* _EXCERPT PROVIDED_:
-- START --

The size of a service area 2201-2206 may, for example, be a
function of the frequency used by the corresponding guided surface
waveguide probe P to transmit power. Lower frequencies are
associated with greater service areas in terms of size. The six
guided surface waveguide probes P.sub.1-P.sub.6 depicted in FIG. 22
may employ frequency division multiplexing to transmit on
non-overlapping frequencies. As a non-limiting example, one guided
surface waveguide probe P may use 10 kHz, while another surface
waveguide probe P may use 8 kHz. The frequencies f.sub.1-f.sub.6
may be selected such that the signals driven by the guided surface
waveguide probes P.sub.1-P.sub.6 are not interfering.
Guided surface wave receive structures R within the defined region
2100 are able to receive power from a respective guided surface
waveguide probe P and its service area 2201-2206 using a
transmission line mode as previously described. The service areas
2201-2206 may overlap and as a result, supply increased loads to
guided surface wave receive structures R that can utilize power
transmitted on multiple frequencies.
A guided surface wave receive structure R may determine what
frequencies are available by which to receive electrical energy in
the form of guided surface waves within the defined region 2100.
Outside of the defined region 2100, the guided surface wave receive
structure R will likely be out of range of receiving the
transmitted guided surface waves. The guided surface wave receive
structure R may include, for example, a receive controller or
processor 2430 that communicates with a guided surface waveguide
probe P or related controller via one or more networks to determine
available frequencies. As described above, the guided surface wave
receive structure R may simultaneously receive energy from guided
surface waves transmitted from guided surface waveguide probes P
operating at different frequencies relative to one another.
Therefore, the guided surface wave receive structure R can select
the frequencies by which electrical energy in the form of a guided
surface wave will be received. For example, the guided surface wave
receive structure R can be tuned to operate at the selected
frequency. As described above, a respective impedance matching
network may be tuned in accordance with each respective guided
surface wave receive structure R. Then, the guided surface wave
receive structure R can deliver energy to an electrical load
315/327/336. To this end, the guided surface receive structure R
can be embodied in the form of the linear probe 303, the tuned
resonator 306, the magnetic coil 309, or variations thereof, and be
configured using one or more of the techniques discussed above, to
obtain the electrical energy from the guided surface waves.

-- END --

* _PROVIDED INFORMATION_:

-- START --

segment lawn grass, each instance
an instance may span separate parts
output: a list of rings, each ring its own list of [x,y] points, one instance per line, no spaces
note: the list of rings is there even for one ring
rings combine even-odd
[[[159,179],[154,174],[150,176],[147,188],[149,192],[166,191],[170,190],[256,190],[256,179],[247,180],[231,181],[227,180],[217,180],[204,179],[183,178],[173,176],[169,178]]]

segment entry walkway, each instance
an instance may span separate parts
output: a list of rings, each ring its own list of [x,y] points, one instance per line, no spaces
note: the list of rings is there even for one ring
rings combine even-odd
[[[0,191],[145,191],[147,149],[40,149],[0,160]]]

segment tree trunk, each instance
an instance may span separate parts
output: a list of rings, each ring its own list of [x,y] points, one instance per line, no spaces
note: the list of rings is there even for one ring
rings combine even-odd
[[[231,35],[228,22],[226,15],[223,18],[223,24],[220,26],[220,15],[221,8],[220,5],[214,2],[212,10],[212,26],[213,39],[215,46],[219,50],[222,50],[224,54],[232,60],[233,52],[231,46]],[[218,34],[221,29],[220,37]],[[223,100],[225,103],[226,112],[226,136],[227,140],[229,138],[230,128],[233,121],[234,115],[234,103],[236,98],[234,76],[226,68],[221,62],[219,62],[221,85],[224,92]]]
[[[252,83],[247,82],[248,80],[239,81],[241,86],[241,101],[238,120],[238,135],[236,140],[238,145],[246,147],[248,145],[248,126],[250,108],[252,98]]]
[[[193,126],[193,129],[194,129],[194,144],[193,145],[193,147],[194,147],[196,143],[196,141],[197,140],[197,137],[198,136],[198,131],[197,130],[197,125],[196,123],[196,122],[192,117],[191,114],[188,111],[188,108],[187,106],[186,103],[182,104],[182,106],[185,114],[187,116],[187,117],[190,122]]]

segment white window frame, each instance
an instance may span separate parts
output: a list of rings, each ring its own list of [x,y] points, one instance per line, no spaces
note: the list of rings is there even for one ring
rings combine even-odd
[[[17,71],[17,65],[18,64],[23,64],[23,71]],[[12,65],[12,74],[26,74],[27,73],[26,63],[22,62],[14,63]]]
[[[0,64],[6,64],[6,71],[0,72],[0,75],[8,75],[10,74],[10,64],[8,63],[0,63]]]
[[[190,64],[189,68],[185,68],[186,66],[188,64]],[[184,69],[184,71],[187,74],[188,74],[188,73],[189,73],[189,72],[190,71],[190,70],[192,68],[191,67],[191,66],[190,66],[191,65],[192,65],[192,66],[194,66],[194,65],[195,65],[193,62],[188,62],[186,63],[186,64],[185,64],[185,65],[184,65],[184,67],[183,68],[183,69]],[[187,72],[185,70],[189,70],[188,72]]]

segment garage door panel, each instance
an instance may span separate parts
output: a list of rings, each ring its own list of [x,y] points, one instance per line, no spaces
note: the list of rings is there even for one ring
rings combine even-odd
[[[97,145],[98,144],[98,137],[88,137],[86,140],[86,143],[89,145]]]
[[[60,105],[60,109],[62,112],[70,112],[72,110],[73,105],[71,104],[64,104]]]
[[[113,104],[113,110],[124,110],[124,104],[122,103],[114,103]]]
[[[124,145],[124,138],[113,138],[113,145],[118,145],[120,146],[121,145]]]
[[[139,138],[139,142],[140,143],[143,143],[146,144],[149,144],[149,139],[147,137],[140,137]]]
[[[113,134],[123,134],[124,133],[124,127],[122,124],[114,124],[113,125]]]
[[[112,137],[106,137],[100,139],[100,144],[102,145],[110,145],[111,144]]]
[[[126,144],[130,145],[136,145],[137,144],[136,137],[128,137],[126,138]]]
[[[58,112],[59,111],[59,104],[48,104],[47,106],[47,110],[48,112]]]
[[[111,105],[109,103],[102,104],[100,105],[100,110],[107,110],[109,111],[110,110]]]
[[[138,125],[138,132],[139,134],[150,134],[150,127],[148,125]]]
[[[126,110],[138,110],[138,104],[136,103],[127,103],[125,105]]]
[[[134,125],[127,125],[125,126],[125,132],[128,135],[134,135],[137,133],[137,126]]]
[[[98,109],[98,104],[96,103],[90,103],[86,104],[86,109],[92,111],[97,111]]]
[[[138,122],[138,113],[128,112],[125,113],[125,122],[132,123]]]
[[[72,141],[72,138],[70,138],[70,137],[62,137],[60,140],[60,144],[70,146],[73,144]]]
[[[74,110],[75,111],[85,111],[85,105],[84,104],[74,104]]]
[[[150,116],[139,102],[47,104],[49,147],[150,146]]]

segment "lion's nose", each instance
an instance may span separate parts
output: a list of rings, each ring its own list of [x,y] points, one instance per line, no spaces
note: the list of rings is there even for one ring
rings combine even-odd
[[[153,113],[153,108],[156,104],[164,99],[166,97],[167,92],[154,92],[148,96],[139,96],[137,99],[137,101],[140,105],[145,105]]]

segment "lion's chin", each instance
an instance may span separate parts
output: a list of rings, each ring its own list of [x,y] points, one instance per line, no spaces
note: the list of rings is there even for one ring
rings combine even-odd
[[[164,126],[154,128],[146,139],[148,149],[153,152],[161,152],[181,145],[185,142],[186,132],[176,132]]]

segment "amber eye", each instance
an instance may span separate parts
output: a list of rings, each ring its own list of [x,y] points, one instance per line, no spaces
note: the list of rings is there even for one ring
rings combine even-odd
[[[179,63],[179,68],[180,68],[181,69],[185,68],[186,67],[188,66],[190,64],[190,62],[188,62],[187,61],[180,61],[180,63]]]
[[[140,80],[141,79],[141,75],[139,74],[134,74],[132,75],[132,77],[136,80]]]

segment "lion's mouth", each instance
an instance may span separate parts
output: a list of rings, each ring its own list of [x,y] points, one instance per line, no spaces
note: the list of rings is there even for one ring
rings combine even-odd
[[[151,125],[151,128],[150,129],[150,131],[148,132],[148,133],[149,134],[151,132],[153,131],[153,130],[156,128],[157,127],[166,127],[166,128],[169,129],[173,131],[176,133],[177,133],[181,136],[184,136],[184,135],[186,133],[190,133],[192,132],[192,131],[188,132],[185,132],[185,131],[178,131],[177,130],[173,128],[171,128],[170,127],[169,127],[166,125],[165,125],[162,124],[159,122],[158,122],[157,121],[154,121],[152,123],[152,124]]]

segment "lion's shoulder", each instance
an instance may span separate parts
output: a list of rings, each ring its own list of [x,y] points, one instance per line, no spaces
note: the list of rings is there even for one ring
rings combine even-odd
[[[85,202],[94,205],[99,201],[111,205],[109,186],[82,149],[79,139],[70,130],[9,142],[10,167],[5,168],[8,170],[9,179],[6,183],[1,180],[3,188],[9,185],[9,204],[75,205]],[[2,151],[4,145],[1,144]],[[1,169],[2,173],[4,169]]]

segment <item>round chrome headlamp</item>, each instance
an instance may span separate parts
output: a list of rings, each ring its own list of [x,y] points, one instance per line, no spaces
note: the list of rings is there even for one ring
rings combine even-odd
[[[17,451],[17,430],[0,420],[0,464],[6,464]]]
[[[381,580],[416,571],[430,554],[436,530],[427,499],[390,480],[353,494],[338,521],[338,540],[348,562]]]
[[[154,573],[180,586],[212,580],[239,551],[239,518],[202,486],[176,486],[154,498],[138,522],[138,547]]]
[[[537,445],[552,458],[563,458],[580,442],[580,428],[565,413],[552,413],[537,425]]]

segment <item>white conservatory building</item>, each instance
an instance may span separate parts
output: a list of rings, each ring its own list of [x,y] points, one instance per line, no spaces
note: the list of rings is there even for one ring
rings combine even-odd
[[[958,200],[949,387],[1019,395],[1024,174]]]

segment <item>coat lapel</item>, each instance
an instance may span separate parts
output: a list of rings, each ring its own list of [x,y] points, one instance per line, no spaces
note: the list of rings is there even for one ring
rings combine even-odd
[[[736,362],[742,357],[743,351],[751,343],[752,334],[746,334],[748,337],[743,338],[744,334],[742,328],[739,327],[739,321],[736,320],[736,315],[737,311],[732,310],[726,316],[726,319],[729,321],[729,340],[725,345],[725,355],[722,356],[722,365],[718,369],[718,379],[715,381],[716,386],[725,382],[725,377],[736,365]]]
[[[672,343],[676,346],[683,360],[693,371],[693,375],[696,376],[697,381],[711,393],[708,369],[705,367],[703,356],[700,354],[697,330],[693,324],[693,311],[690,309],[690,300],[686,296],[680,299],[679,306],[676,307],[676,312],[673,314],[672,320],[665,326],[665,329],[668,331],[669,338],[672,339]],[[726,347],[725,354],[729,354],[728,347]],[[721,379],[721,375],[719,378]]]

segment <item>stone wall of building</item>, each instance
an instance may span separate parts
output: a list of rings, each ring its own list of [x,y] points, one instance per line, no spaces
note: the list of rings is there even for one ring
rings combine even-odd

-- END --

* _DIRECTIVES_:
[A] In the passage about guided surface waveguide probes, which two frequencies are given as an example of probes transmitting on different frequencies?
[B] Summarize the passage about guided surface waveguide probes in two sentences.
[C] Pick up the passage about guided surface waveguide probes right after its final sentence and continue it.

* _ANSWERS FOR THE TASKS_:
[A] 10 kHz and 8 kHz.

[B] Guided surface waveguide probes can use frequency division multiplexing to transmit on non-overlapping frequencies so their signals do not interfere, and their service areas, which are larger at lower frequencies, may overlap. A guided surface wave receive structure within the defined region can determine which frequencies are available, select and tune to them, receive energy from probes operating at different frequencies at the same time, and deliver that energy to an electrical load.

[C]
In various embodiments, the guided surface wave receive structure R
provides power embodied in a guided surface wave to an electric
load 315/327/336, which may correspond to any type of load. In
various embodiments, the power is provided via direct current or
alternating current. If alternating current, the power may be
provided at 60 Hz, 50 Hz, or another frequency, which need not be
the same as the frequency of the guided surface wave that carries
the power. In such case, AC-to-DC converters or AC-to-AC converters
may be employed by the receive devices to obtain AC power at a
desired frequency or to obtain DC power. In various embodiments,
the guided surface wave receive structure R may be integrated
within a client device, vehicle, or other type of user device.
With reference to FIG. 24, shown is a schematic block diagram of
the user device 2400 according to an embodiment of the present
disclosure. The user device 2400 is representative of a plurality
of user devices 2400 that may receive ground surface waves within
the predefined region. The user device 2400 may include, for
example, any device, system, or apparatus that includes a guided
surface wave receive structure R. Further, the user device 2006 may
include computing capabilities, such as a processor, a memory, and
other circuitry as described herein. The guided surface wave
receive structure R and computing circuitry may be integrated into
the user device 2400 or may be affixed or attached to the user
device 2400. For example, the user device 2400 may correspond to a
computer system. Such a computer system may be embodied in the form
of a desktop computer, a laptop computer, a personal digital
assistant (PDA), a cellular telephone, a smartphone, a set-top box,
a music player, a web pad, a tablet computer system, a game
consoles, an electronic book (E-Book) reader, or other devices with
like capability. Further, the user device 2400 may correspond to a
vehicle powered primarily or partially by power delivered via a
guided surface wave. Additionally, the user device 2400 may
correspond to electrical appliances, such as air conditioners,
lamps, televisions, etc. that can be powered via a guided surface
wave.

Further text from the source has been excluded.